| Instructions for the task |
Please filter the entries and return only the lines that include "trace".

| Entries supplied |
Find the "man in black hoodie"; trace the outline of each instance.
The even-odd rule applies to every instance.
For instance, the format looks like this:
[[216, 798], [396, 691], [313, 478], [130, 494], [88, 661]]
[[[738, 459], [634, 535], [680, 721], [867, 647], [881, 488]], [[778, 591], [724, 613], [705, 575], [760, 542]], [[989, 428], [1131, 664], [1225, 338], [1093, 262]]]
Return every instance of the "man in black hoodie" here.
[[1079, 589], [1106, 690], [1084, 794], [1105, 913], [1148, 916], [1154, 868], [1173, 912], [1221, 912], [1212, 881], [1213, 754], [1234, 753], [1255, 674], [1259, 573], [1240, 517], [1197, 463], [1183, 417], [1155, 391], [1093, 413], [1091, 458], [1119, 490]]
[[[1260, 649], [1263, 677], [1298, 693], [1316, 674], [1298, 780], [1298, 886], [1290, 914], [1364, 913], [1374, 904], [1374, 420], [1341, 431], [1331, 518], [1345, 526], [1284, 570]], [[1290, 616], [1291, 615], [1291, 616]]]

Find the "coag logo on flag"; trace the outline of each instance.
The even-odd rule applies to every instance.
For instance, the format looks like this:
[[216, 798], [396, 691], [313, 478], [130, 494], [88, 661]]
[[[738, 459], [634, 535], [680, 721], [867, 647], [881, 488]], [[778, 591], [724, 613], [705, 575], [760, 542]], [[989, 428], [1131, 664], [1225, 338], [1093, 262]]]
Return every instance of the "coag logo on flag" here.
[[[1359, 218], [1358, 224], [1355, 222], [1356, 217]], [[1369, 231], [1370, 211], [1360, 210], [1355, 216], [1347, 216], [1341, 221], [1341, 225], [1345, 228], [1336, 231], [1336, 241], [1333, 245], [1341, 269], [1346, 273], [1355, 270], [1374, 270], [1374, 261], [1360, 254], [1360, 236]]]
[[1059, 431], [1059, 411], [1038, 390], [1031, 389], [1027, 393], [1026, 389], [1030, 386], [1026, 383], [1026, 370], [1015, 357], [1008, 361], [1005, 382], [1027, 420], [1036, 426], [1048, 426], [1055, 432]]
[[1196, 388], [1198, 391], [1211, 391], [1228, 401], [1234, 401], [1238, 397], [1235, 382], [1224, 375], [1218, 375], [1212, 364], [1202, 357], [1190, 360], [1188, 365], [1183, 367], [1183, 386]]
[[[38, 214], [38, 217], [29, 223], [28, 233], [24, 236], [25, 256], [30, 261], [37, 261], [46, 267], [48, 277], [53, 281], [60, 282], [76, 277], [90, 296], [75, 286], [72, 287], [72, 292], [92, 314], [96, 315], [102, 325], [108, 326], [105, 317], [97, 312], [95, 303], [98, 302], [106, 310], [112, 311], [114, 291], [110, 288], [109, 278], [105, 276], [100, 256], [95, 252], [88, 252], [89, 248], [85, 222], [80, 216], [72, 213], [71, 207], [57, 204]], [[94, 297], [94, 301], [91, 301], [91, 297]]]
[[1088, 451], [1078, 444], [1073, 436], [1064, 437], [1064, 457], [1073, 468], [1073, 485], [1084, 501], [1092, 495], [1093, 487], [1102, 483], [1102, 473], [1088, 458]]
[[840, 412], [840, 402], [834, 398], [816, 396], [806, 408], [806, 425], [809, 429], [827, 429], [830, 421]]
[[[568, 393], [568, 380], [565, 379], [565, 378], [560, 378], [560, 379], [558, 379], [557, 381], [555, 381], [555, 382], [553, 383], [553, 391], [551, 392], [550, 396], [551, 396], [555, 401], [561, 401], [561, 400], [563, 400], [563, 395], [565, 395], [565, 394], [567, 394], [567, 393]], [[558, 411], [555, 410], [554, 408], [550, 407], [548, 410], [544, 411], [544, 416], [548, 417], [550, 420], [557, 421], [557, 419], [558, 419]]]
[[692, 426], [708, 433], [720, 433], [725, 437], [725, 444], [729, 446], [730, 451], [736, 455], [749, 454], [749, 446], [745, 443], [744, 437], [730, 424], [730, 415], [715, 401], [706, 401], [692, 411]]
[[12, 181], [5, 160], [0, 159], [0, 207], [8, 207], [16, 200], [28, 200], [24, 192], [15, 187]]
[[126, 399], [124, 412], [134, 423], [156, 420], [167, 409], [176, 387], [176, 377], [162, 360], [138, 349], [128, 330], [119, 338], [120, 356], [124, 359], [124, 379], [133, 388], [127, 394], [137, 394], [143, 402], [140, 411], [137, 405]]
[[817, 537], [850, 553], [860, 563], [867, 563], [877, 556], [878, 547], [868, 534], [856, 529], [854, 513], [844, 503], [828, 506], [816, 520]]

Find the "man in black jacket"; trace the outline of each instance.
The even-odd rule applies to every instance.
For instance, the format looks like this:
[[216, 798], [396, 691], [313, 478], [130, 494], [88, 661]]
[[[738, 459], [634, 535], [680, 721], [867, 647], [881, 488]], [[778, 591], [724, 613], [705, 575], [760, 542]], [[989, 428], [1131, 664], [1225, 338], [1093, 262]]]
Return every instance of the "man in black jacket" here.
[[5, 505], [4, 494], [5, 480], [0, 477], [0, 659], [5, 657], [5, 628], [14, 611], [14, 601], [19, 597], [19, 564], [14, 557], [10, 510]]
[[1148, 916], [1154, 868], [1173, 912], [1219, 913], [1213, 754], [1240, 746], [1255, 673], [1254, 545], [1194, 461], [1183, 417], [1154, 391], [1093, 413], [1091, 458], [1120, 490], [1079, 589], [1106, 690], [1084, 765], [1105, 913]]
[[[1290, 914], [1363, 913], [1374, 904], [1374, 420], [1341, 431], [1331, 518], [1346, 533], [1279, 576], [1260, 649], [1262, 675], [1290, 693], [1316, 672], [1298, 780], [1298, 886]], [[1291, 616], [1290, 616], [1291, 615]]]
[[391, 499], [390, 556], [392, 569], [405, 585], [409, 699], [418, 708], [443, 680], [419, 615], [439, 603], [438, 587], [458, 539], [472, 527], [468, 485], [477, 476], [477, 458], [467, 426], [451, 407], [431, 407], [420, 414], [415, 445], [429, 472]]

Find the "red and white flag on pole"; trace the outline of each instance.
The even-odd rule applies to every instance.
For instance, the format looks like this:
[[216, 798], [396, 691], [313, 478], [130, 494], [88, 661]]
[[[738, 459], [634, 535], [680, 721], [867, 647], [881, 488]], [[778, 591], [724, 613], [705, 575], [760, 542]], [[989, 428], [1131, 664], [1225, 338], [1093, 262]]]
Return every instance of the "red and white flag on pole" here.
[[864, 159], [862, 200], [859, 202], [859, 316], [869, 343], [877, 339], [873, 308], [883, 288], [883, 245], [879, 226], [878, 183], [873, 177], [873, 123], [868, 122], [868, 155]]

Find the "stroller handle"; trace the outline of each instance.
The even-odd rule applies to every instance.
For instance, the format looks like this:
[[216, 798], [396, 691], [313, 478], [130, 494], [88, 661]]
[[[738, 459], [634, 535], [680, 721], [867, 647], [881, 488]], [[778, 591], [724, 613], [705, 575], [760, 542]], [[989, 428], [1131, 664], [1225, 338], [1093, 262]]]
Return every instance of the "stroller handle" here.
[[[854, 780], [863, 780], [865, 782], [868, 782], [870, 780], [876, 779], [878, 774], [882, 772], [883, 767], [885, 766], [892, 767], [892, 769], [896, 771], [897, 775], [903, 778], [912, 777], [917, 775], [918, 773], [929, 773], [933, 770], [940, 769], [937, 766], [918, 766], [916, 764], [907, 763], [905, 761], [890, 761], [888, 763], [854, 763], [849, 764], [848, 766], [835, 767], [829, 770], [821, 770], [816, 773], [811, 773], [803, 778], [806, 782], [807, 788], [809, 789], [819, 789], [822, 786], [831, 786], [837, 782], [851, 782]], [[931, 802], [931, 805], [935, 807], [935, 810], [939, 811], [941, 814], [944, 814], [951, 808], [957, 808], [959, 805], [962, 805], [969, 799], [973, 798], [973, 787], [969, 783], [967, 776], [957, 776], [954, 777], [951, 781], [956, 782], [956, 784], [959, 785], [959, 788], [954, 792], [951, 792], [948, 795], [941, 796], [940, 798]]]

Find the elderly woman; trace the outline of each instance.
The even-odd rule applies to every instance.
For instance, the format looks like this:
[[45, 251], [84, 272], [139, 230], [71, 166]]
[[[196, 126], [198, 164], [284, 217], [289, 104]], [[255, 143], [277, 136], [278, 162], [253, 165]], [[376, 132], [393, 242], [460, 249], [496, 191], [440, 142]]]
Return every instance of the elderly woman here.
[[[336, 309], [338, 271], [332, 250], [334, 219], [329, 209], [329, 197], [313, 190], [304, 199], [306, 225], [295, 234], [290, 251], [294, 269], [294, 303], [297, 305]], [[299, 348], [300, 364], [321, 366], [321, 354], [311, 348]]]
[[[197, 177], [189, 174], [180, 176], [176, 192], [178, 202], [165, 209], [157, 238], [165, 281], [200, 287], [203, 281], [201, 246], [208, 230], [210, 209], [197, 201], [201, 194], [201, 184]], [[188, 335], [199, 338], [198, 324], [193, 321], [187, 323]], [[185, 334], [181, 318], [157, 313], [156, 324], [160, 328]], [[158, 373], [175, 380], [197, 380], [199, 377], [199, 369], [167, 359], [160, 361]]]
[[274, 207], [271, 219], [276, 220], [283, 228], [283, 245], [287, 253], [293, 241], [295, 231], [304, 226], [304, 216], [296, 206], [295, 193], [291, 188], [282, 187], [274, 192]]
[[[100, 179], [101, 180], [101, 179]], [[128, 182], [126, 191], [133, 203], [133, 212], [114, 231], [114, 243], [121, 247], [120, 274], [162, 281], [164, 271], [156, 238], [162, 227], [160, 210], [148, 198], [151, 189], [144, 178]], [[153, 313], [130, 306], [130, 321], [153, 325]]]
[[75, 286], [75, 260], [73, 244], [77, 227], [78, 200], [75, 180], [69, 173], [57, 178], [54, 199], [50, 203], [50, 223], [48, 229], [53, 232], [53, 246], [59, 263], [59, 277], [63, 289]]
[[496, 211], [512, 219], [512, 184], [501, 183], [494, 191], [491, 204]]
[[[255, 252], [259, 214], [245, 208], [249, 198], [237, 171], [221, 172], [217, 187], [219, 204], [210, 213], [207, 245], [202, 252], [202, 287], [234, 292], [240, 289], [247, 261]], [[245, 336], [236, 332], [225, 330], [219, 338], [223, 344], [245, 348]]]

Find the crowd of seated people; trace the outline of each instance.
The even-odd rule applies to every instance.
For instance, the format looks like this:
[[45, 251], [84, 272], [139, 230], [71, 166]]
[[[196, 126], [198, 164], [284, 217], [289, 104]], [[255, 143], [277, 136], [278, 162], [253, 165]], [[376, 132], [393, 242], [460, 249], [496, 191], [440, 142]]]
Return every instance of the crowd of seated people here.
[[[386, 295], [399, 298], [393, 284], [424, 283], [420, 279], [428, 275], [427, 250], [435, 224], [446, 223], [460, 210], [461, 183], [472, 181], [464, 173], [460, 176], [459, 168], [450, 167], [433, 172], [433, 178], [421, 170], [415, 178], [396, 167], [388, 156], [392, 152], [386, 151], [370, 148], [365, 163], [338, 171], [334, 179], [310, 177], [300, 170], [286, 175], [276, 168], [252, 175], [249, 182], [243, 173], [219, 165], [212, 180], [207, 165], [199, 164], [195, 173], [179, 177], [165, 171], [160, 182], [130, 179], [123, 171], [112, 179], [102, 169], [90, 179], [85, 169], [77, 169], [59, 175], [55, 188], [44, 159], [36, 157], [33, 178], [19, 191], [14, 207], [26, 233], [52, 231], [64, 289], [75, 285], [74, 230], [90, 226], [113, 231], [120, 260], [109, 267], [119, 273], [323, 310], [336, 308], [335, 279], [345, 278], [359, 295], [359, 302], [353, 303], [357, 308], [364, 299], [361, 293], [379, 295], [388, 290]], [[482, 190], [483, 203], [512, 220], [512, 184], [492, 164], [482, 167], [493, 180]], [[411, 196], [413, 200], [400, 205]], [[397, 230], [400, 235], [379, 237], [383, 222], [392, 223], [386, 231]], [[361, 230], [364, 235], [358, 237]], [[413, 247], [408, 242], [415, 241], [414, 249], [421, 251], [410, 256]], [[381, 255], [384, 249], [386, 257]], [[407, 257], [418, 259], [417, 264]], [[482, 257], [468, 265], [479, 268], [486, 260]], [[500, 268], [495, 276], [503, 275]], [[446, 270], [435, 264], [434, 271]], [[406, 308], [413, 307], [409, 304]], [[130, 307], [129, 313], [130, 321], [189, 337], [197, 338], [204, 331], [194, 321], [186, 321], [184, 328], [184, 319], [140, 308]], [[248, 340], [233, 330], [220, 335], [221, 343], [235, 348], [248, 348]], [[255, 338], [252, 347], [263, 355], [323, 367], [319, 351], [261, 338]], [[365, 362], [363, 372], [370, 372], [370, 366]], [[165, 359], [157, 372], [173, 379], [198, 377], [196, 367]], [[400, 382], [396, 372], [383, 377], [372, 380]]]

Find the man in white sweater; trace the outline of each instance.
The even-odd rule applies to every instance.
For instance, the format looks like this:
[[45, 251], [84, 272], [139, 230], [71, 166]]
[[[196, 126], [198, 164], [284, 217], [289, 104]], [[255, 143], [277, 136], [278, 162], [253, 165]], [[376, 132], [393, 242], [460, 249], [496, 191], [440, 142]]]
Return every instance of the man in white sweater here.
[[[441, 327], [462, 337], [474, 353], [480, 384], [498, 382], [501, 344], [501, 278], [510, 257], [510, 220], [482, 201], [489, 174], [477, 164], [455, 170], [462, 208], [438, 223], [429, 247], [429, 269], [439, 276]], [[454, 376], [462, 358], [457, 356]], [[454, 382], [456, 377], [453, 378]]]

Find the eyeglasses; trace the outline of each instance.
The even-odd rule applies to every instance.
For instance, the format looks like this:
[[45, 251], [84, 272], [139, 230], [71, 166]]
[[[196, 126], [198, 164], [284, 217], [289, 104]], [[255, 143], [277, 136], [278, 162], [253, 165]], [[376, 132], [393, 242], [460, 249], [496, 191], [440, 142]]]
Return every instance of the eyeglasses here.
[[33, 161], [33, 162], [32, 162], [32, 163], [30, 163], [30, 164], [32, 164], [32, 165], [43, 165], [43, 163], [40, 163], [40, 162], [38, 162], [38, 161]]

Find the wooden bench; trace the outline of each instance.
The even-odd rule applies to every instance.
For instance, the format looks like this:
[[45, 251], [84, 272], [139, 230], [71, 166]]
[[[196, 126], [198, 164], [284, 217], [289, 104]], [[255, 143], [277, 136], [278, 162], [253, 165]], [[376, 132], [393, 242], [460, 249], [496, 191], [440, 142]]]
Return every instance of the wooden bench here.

| Answer |
Find the "man in black hoodie"; trace the outline of each instance.
Find the "coag logo on flag"; trace the outline of each instance.
Find the "man in black jacket"; trace the outline of each instance.
Find the "red and white flag on pole"; trace the outline of each instance.
Find the "stroller handle"; trace the outline of each instance.
Find the elderly woman; trace the outline of each instance.
Find the crowd of seated people; trace the outline of each instance.
Find the man in white sweater; trace the outline of each instance.
Find the eyeglasses; trace the outline of each instance.
Find the wooden bench; trace the outline of each instance.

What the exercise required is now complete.